**Task to carry out**
Pull out each line of the records below that contains the word "white" and copy those lines in full.

(Detection examples)
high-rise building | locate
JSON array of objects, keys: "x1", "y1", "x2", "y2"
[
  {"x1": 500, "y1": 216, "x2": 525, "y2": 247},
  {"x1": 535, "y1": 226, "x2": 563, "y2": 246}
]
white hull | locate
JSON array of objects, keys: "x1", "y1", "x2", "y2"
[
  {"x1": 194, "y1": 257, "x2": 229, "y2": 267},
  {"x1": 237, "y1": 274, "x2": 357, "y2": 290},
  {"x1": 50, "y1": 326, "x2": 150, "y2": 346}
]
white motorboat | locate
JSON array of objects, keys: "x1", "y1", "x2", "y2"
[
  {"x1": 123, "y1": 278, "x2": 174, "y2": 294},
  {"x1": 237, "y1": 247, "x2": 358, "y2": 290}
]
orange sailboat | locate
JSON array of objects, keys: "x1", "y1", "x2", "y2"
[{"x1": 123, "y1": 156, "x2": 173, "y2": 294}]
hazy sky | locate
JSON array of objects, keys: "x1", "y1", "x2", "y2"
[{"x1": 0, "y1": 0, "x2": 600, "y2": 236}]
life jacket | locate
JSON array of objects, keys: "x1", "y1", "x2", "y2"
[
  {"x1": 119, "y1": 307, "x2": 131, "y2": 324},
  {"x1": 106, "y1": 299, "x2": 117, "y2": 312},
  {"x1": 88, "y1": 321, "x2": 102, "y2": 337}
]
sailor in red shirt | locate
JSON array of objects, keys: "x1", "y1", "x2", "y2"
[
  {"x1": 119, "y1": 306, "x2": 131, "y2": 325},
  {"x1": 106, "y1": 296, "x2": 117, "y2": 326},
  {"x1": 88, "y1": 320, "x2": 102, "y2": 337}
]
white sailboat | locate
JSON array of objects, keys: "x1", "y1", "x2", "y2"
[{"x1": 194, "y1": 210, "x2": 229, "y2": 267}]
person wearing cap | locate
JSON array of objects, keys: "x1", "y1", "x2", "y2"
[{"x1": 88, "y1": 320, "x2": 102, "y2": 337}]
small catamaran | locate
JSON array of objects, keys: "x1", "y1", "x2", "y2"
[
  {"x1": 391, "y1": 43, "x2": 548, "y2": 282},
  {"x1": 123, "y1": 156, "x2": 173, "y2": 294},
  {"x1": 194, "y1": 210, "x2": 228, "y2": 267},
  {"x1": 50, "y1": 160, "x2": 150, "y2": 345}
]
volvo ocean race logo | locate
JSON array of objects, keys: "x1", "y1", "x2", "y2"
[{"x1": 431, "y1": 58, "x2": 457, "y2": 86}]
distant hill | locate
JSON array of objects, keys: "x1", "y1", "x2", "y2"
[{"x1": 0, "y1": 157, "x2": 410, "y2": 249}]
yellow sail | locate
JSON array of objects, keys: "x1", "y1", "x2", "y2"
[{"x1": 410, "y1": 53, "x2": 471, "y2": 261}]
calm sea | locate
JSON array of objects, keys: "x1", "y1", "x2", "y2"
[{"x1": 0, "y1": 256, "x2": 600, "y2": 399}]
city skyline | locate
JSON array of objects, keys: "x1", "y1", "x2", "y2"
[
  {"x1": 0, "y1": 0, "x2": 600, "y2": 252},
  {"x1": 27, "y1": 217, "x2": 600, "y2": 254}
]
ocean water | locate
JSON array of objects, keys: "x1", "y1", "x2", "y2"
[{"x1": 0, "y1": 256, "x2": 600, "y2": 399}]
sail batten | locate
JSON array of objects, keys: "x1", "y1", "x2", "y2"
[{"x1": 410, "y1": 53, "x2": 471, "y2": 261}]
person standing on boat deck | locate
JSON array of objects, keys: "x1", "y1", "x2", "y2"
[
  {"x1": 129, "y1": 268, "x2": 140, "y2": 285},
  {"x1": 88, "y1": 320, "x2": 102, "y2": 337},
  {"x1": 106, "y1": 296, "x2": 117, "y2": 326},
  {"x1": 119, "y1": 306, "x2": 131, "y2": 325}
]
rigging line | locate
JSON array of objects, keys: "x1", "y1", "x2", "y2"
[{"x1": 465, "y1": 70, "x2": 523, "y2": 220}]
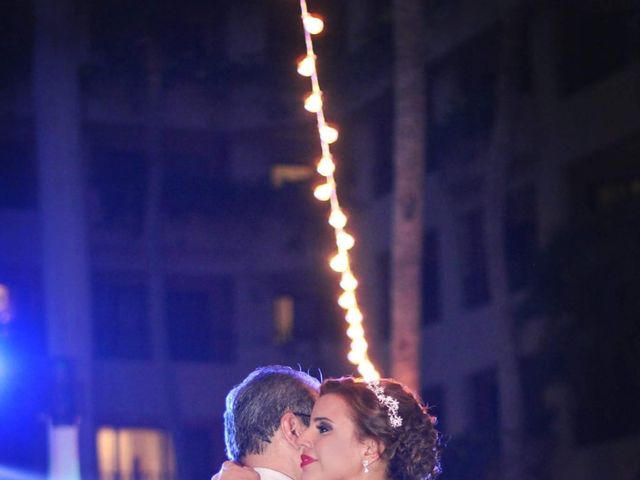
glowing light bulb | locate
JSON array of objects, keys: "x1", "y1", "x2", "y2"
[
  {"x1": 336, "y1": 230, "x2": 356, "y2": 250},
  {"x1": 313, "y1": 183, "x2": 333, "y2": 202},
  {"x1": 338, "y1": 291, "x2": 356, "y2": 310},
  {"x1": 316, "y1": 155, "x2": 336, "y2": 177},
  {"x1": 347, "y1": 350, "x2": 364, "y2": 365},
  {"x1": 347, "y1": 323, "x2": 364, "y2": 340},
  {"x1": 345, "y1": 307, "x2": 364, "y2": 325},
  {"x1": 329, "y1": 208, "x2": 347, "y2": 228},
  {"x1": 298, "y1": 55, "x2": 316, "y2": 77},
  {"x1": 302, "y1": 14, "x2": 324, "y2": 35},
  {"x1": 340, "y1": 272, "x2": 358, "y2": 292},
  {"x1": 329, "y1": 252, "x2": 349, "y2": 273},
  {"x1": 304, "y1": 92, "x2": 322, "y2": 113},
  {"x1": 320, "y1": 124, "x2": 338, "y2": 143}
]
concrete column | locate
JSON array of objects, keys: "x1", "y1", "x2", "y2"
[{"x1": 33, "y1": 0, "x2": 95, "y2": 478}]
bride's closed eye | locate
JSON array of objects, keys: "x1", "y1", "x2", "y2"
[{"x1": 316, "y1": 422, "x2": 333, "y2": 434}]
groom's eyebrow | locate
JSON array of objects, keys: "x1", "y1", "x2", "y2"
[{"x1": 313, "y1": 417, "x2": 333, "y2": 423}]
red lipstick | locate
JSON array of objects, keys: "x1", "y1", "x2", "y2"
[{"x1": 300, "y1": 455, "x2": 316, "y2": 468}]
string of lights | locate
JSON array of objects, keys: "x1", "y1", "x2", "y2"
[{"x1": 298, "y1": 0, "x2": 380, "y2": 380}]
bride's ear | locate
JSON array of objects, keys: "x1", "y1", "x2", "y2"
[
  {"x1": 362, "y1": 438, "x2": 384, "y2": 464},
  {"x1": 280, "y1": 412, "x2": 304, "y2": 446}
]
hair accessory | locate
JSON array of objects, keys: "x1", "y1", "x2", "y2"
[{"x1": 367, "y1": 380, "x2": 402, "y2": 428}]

==

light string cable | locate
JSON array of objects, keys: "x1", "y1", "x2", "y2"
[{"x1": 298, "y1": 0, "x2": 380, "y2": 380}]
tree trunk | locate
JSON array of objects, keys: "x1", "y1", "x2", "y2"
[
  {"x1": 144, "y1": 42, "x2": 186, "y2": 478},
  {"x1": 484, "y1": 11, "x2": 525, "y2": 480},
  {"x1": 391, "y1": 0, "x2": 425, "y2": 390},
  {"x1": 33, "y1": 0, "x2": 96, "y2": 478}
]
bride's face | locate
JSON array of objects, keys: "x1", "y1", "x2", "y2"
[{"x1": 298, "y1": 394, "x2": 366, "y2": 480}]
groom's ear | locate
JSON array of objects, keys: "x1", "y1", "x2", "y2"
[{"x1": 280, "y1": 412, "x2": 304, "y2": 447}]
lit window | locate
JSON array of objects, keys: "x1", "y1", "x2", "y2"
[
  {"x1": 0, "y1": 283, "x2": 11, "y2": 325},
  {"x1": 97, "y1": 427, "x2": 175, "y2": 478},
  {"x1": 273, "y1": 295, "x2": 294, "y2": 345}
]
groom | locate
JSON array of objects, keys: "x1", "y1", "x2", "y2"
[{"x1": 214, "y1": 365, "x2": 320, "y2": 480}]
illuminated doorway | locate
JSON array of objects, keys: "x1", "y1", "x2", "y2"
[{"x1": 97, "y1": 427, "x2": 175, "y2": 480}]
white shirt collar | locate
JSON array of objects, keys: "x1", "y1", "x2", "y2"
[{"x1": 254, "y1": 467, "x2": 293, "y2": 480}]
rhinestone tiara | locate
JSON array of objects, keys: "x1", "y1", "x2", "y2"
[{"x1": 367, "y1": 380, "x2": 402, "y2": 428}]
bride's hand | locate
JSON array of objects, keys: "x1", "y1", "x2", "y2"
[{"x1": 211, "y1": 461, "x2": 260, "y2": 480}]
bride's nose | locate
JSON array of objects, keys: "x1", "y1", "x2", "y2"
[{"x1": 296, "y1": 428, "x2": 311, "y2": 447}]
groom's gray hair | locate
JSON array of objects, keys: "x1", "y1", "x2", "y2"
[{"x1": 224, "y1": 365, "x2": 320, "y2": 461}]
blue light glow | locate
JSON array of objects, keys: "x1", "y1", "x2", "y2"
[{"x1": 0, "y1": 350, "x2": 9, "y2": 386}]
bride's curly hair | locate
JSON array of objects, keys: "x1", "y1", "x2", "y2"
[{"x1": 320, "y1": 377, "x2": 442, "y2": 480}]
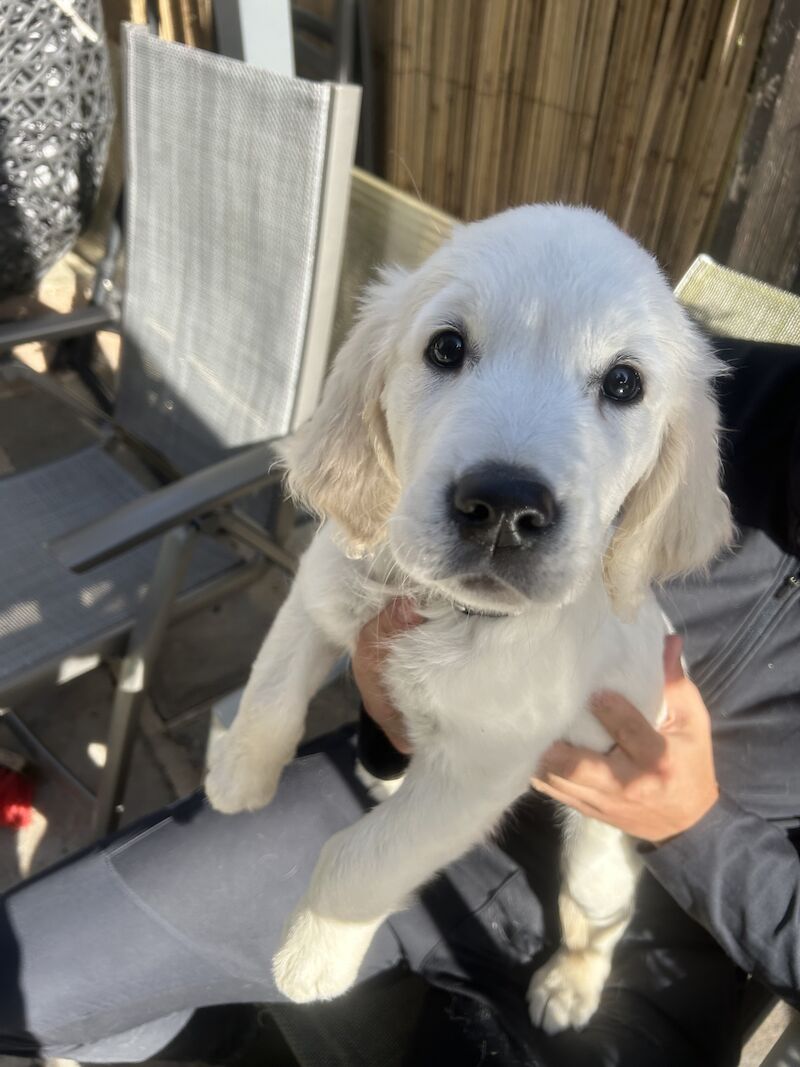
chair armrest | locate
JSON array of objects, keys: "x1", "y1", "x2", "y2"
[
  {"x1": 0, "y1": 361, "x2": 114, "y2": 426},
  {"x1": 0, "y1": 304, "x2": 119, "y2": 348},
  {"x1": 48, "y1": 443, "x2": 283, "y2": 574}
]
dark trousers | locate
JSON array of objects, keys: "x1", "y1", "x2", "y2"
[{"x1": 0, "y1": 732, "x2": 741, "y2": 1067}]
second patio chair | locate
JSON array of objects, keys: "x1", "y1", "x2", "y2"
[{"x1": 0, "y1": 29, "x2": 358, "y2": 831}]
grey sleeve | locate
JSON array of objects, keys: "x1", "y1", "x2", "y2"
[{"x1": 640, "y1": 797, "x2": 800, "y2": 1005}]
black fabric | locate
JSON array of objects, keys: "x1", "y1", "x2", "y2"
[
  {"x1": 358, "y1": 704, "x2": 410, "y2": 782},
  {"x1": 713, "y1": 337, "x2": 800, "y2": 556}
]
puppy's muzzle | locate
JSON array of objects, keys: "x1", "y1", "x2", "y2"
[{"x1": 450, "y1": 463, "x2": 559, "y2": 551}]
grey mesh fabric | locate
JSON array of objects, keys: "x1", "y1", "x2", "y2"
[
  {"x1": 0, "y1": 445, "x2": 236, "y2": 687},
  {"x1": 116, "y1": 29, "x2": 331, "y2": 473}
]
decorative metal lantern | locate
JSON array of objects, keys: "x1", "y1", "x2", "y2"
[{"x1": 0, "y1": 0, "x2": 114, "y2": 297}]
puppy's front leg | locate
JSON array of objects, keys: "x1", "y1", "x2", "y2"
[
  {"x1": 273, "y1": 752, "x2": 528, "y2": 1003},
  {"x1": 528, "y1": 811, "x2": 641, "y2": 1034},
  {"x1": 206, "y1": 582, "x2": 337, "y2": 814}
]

--

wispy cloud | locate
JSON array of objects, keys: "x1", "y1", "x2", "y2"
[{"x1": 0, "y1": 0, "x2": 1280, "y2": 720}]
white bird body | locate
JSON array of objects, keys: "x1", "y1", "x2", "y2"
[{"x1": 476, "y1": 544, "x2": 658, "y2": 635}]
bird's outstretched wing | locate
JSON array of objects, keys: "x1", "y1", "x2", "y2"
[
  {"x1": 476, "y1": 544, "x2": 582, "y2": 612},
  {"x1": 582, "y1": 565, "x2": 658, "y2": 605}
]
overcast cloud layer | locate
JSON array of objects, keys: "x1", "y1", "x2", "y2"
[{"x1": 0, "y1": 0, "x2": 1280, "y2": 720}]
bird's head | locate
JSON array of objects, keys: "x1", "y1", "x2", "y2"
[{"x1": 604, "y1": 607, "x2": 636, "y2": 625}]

**Reply to the task**
white hull | locate
white motorboat | locate
white sailboat | locate
white shirt collar | locate
white bird body | locate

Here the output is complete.